** SUPPLIED MATERIAL follows **

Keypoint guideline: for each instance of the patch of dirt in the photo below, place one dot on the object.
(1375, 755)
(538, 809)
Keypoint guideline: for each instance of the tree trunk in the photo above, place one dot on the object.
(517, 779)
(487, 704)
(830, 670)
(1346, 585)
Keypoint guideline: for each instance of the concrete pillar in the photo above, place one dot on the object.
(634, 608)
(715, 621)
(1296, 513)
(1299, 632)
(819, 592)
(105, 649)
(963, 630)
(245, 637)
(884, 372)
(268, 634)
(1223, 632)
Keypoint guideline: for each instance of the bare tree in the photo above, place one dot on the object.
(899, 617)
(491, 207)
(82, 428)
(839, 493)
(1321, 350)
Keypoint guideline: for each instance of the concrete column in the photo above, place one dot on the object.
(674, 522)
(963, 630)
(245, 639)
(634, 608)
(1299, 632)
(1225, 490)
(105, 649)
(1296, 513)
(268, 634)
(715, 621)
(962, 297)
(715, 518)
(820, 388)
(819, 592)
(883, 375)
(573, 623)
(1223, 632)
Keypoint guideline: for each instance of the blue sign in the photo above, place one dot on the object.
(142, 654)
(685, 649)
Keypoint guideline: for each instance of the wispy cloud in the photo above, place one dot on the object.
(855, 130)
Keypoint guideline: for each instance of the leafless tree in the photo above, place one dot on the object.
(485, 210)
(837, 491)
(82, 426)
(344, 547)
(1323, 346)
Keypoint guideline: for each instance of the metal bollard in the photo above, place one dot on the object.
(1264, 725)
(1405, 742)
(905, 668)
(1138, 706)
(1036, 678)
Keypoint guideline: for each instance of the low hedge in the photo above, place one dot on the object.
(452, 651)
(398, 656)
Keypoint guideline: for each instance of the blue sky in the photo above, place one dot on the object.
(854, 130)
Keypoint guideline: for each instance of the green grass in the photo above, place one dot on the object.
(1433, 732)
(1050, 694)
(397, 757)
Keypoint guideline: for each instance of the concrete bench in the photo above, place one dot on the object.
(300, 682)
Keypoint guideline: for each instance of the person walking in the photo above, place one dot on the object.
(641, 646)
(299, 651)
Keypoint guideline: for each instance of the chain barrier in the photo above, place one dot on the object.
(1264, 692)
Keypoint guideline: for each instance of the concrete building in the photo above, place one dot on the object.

** End of SUPPLIED MATERIAL **

> _TASK TO CARRY OUT_
Copy the entries above exactly. Miss none of them.

> _WRITTEN REPLY_
Keypoint guideline: for each instance of the patch of dirt in the photo below, place one dot on the object.
(1375, 755)
(538, 809)
Keypoint guideline: for each instance of the tree trunk in the photo above, place one dot on the object.
(517, 779)
(487, 704)
(830, 670)
(1346, 585)
Keypoint guideline: for each instance of the concrete pillar in the photo above, place one dot on the object.
(634, 608)
(715, 621)
(1296, 513)
(1299, 632)
(819, 592)
(105, 649)
(963, 630)
(245, 637)
(884, 372)
(268, 634)
(1223, 632)
Keypoint guideline: for each instance of the bare tree in the photo above, place one dot on the object.
(899, 617)
(491, 207)
(82, 428)
(839, 493)
(1321, 350)
Keypoint guideline: for each instance of the concrete column in the photo above, place one dot on the object.
(674, 522)
(963, 630)
(245, 639)
(634, 608)
(1299, 632)
(1225, 490)
(105, 649)
(1296, 513)
(268, 634)
(715, 621)
(962, 297)
(715, 518)
(820, 388)
(819, 592)
(883, 375)
(573, 623)
(1223, 632)
Keypoint guideline: for each instance of the blue sign in the photo above, place one dot on the object.
(142, 654)
(685, 649)
Keypoint guideline: for each instance of the wispy cloud in the photo above, place one dot on the object.
(855, 130)
Keypoint guideline: for each instance of the leafless tree in the photo above, place one dot on the object.
(485, 210)
(837, 491)
(82, 426)
(344, 547)
(1323, 346)
Keypoint guideline: for each instance of the metal bollard in the photo above, place one dot on the object.
(1264, 725)
(1405, 742)
(905, 668)
(1138, 706)
(1036, 678)
Keypoint guideline: for each instance of the low hedge in the photo above, place one dot on the object.
(452, 651)
(398, 656)
Keypoint guideline: for each instance of the blue sky in the photo above, place one dot on the object.
(854, 130)
Keypoint guideline: for each instance of the green grass in the photo above, place one dot on the object.
(1433, 732)
(1050, 694)
(397, 757)
Keypoint guideline: for each instance of the concrete bench in the photo above, place one dot on the object.
(300, 682)
Keypoint guideline: for each instance of the person walking in the photo above, place one dot on the object.
(641, 646)
(299, 651)
Keypoint guideline: for each instance of the chain barrier in the photo above, place one dot on the object.
(1264, 692)
Keypoint guideline: for each instance of the concrete building in the photo above, place one dot on the object.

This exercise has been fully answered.